◆ REQUIREMENT
Answer these about the knight-placement problem:
1. What is the largest allowed number of test cases?
2. What sample output is given for a board with 3 rows and 7 columns?
3. In the code, what is the answer set to when the smaller side of the board is 1?

◆ EXCERPT PROVIDED
Given an m x n chessboard where you want to place chess knights. You have to find the number of maximum knights that can be placed in the chessboard such that no two knights attack each other.
Those who are not familiar with chess knights, note that a chess knight can attack 8 positions in the board as shown in the picture below.
Input
Input starts with an integer T (≤ 41000), denoting the number of test cases.
Each case contains two integers m, n (1 ≤ m, n ≤ 200). Here m and n corresponds to the number of rows and the number of columns of the board respectively.
Output
For each case, print the case number and maximum number of knights that can be placed in the board considering the above restrictions.
Sample Input
3
8 8
3 7
4 10
Sample Output
Case 1: 32
Case 2: 11
Case 3: 20
注意考虑3种情况,n和m中一个为1全可以放,n和m中一个为2,各一个田字格放,其他情况全放黑色
#include<iostream>
#include<cstdio>
#include<cstring>
#include<algorithm>
using namespace std;
int t;
int main()
{
scanf("%d",&t);
int w=0;
while(t--)
{w++;
int n,m;
scanf("%d%d",&n,&m);
int ans;
if(n>m)
swap(n,m);
if(n==1)
ans=n*m;
else if(n==2)
{
ans=(m/4)*4;
if(m%4==1)
ans+=2;
else if(m%4>=2)
ans+=4;
}
else
{
ans=n*m;
if(ans%2==0)
ans/=2;
else
ans=ans/2+1;
}
printf("Case %d: %d\n",w,ans);
}
return 0;
}

◆ INFORMATION SUPPLIED
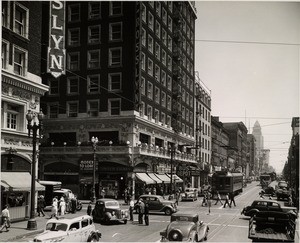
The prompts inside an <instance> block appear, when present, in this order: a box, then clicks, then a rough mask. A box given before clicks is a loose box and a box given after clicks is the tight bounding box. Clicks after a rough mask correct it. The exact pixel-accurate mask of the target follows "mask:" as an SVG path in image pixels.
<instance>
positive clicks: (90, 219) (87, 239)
mask: <svg viewBox="0 0 300 243" xmlns="http://www.w3.org/2000/svg"><path fill="white" fill-rule="evenodd" d="M100 238H101V233H99V232H98V230H96V229H95V225H94V223H93V219H92V217H91V216H88V215H84V216H80V217H76V218H73V219H50V220H48V222H47V224H46V229H45V230H44V232H43V233H41V234H39V235H37V236H35V237H34V239H33V242H98V241H99V239H100Z"/></svg>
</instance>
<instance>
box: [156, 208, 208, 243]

◆ EXERCISE OUTPUT
1. 41000
2. Case 2: 11
3. n*m, meaning every square holds a knight.